Exercise - The required output is every record, written out exactly.

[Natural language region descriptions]
####

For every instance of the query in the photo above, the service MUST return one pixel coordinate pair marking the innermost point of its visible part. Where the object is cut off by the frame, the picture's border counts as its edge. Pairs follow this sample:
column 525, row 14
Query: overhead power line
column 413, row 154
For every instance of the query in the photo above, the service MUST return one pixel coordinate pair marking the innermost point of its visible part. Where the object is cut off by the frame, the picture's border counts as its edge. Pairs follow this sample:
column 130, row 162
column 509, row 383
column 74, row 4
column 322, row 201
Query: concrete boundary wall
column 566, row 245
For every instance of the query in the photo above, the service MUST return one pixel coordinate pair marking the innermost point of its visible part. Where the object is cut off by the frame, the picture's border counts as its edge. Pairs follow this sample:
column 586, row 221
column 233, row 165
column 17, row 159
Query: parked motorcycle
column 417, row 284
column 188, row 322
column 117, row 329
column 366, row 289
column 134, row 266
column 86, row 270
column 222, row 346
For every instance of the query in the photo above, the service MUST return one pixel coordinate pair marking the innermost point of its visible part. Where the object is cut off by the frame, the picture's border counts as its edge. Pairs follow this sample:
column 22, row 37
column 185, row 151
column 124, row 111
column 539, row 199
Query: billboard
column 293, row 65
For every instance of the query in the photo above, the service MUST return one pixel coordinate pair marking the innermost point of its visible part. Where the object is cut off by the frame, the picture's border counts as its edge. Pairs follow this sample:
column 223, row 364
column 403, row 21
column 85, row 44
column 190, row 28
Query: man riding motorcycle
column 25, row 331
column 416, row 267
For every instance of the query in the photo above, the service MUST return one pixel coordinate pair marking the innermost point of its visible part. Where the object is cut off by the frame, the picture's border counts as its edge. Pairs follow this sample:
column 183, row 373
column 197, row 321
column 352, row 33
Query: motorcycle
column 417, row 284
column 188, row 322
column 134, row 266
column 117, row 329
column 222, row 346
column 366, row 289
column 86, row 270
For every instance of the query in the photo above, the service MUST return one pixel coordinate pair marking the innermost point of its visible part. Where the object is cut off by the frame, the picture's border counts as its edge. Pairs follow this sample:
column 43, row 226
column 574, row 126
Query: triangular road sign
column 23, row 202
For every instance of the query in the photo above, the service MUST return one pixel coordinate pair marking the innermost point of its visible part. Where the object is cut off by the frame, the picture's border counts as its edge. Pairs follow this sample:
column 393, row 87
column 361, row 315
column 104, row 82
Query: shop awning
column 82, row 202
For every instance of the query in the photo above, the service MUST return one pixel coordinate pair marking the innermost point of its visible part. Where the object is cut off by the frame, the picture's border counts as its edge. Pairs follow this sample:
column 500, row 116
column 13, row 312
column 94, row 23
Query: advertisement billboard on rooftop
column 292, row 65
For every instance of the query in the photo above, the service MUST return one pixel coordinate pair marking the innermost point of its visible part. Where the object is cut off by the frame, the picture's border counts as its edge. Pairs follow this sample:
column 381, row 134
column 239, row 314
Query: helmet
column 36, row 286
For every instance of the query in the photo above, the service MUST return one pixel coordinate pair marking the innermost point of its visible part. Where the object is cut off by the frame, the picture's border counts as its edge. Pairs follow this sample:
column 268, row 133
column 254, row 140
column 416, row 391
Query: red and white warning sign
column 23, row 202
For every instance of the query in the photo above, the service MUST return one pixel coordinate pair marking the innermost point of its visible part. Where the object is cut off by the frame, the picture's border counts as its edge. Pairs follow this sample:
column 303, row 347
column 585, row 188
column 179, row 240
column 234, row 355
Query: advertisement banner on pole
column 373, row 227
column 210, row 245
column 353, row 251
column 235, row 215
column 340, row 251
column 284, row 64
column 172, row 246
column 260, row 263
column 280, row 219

####

Exercise answer -
For every instance of the query in the photo above, the service MUST return one pixel coordinate pair marking the innermost point of its visible part. Where the object is cut off by the frame, the picture's border counts as its edge. Pairs follow this sample:
column 525, row 14
Query: overhead power line
column 413, row 154
For every instance of the query in the photo above, the service MUST return one pixel coordinate pair marking the innermost point of its visible part. Where the object is cut off by the frame, the picture's border counts as its edge. Pairs follow this sample:
column 130, row 162
column 509, row 383
column 74, row 4
column 322, row 201
Query: concrete boundary wall
column 566, row 245
For every instance of the query in the photo above, the service MUST return one pixel coordinate pair marking the innermost point of its visible part. Where the object is cut off by the frame, the picture's border counts as its edge. Pairs follow this sample:
column 586, row 221
column 233, row 165
column 17, row 159
Query: parked motorcycle
column 417, row 284
column 188, row 322
column 117, row 329
column 366, row 289
column 134, row 266
column 86, row 270
column 222, row 346
For every instance of the query in the photo above, the service MUST return one pixel coordinate pair marking the innermost point of its visible part. Where the object is cut off by the frame, the picture's border counts as its edge. Pairs follow this sample:
column 22, row 37
column 185, row 151
column 124, row 111
column 539, row 199
Query: billboard
column 293, row 65
For every instance of the query in the photo above, the service MUST return one pixel coordinate pair marking the innermost point of its visible part. Where the object is cut off by the frame, the picture's border counts as its edge. Pairs follow this sample:
column 223, row 364
column 403, row 21
column 85, row 44
column 190, row 28
Query: man riding motorcycle
column 25, row 331
column 416, row 267
For every instance of the query in the photo above, the service MUST return one pixel coordinate pair marking the innermost point of its visible part. Where the object is cut off by the frame, the picture's border counts as its edge. Pairs follow this sample:
column 183, row 373
column 197, row 321
column 352, row 33
Query: motorcycle
column 417, row 284
column 188, row 322
column 134, row 266
column 117, row 329
column 222, row 346
column 366, row 289
column 86, row 270
For every instance of the query in the photo above, the service MUST return one pixel coordinate pair marking the innermost point of its visible part. Where the object is cut off by the frame, the picture's border counts as its edge. Pairs follow this sample:
column 43, row 226
column 574, row 126
Query: triangular road sign
column 23, row 202
For every instance of the query in the photo above, the service MUST return one pixel coordinate pair marking the innermost point of its visible part. Where the object is cut off by the frame, the picture's border counts as its edge. Pairs follow this sample:
column 393, row 87
column 361, row 315
column 104, row 82
Query: shop awning
column 82, row 202
For every instance of the query in the photo above, the service MUST return one pixel coordinate pair marking the innermost point of its visible part. Where the object is cut off by the frame, the picture's border counts as its edge. Pairs follow this sample:
column 500, row 116
column 13, row 312
column 94, row 23
Query: advertisement billboard on rooftop
column 292, row 65
For every instance of the query in the photo above, the service MUST return one pixel coordinate pair marking the innermost point of its visible part. Where the object is cut off by the frame, the picture's border counts as its edge. Pairs follow this sample:
column 381, row 134
column 239, row 314
Query: helmet
column 36, row 286
For every instance of the query in the photo above, the service MUST return one pixel coordinate pair marking the innermost point of its visible part. Where the object is cut off by the frame, the picture's border counts as its edge. Pairs follow this sample:
column 268, row 133
column 254, row 140
column 416, row 391
Query: red and white warning sign
column 23, row 202
For every instance of the query in the photo above, the service MUST return one pixel coordinate pair marking the innermost point of its visible part. Where the object is cut off by the frame, the picture's border counts as its edge. Pairs follow this sample:
column 303, row 347
column 585, row 188
column 179, row 240
column 234, row 355
Query: advertisement banner on pole
column 373, row 227
column 210, row 245
column 353, row 251
column 235, row 215
column 340, row 251
column 284, row 64
column 172, row 246
column 260, row 263
column 280, row 219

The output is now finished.